Extracted records
════════════════
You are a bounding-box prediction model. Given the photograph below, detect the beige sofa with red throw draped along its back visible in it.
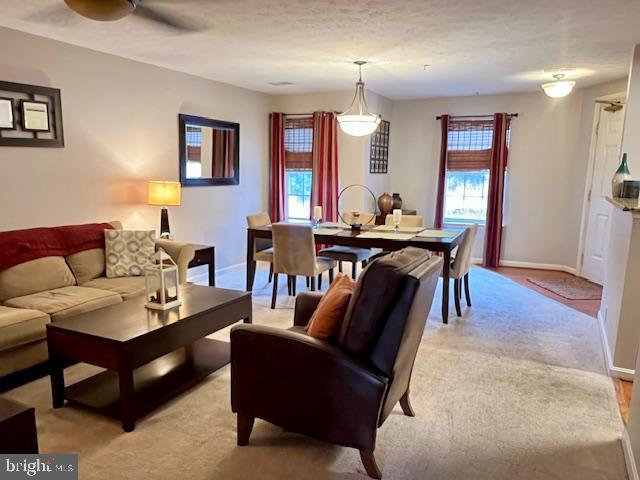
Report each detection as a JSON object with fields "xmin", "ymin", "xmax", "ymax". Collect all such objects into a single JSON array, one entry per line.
[{"xmin": 0, "ymin": 222, "xmax": 194, "ymax": 377}]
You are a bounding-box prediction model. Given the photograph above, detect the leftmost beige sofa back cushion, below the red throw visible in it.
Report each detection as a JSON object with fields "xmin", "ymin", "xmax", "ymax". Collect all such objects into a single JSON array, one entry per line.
[{"xmin": 0, "ymin": 257, "xmax": 76, "ymax": 302}]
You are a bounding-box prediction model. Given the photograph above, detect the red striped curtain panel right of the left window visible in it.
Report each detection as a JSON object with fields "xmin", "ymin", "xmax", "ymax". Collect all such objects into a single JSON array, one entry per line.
[{"xmin": 310, "ymin": 112, "xmax": 338, "ymax": 222}]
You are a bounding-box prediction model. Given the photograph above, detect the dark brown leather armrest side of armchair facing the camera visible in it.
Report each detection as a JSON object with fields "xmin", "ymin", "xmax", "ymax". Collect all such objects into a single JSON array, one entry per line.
[{"xmin": 231, "ymin": 325, "xmax": 388, "ymax": 450}]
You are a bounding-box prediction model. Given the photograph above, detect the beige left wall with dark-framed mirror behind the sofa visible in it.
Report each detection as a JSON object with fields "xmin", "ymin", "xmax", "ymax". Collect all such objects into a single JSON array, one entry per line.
[{"xmin": 0, "ymin": 28, "xmax": 270, "ymax": 267}]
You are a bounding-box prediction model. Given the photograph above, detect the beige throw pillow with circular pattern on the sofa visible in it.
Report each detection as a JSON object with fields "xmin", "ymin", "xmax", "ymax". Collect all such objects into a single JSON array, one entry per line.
[{"xmin": 104, "ymin": 230, "xmax": 156, "ymax": 278}]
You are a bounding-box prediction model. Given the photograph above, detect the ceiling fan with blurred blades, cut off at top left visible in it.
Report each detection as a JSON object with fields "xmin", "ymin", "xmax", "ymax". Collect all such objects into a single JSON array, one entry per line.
[{"xmin": 27, "ymin": 0, "xmax": 202, "ymax": 33}]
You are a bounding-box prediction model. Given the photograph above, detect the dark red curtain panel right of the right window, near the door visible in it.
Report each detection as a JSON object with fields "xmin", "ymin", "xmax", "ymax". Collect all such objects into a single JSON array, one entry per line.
[{"xmin": 484, "ymin": 113, "xmax": 510, "ymax": 267}]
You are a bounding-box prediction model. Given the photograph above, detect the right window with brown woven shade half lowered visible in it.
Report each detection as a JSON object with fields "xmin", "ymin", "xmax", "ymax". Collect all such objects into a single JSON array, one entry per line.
[{"xmin": 443, "ymin": 119, "xmax": 508, "ymax": 224}]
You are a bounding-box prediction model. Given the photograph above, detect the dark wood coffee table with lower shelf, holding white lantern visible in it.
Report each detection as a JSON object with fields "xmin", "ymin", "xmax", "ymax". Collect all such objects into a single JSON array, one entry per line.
[{"xmin": 47, "ymin": 285, "xmax": 251, "ymax": 432}]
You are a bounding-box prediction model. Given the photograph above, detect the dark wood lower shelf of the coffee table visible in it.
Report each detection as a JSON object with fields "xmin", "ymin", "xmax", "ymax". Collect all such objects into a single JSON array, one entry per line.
[{"xmin": 64, "ymin": 338, "xmax": 230, "ymax": 431}]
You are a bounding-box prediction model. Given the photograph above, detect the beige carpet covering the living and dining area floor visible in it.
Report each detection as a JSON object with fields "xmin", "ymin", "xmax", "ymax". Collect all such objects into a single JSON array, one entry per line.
[{"xmin": 3, "ymin": 269, "xmax": 627, "ymax": 480}]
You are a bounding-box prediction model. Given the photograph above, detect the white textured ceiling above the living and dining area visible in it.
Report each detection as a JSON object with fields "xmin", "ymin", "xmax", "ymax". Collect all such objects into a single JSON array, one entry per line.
[{"xmin": 0, "ymin": 0, "xmax": 640, "ymax": 99}]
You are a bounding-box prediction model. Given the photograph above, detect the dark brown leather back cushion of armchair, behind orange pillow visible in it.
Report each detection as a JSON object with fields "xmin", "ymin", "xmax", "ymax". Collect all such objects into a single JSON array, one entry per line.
[{"xmin": 338, "ymin": 247, "xmax": 431, "ymax": 355}]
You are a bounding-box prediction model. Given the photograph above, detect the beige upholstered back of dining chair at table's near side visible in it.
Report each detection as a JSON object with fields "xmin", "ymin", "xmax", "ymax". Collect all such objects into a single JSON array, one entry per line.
[{"xmin": 271, "ymin": 223, "xmax": 316, "ymax": 277}]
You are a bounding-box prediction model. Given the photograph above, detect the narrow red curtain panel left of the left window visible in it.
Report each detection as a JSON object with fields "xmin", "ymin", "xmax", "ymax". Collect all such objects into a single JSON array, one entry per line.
[{"xmin": 269, "ymin": 113, "xmax": 286, "ymax": 222}]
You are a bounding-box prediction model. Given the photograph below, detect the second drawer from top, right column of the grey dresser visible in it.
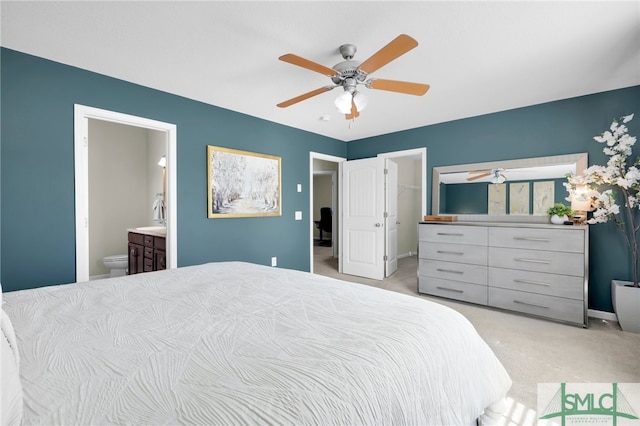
════════════════
* [Problem to work on] Write out every line of the data that holds the word "side".

* [Result of this exercise]
You are a bounding-box prediction model. Given the photograph above, detect the dark brown leather armrest side of armchair facing the camera visible in it.
You are a bounding-box prediction model. Given the photograph above, detect the beige upholstered back of dining chair at table's near side visible in it.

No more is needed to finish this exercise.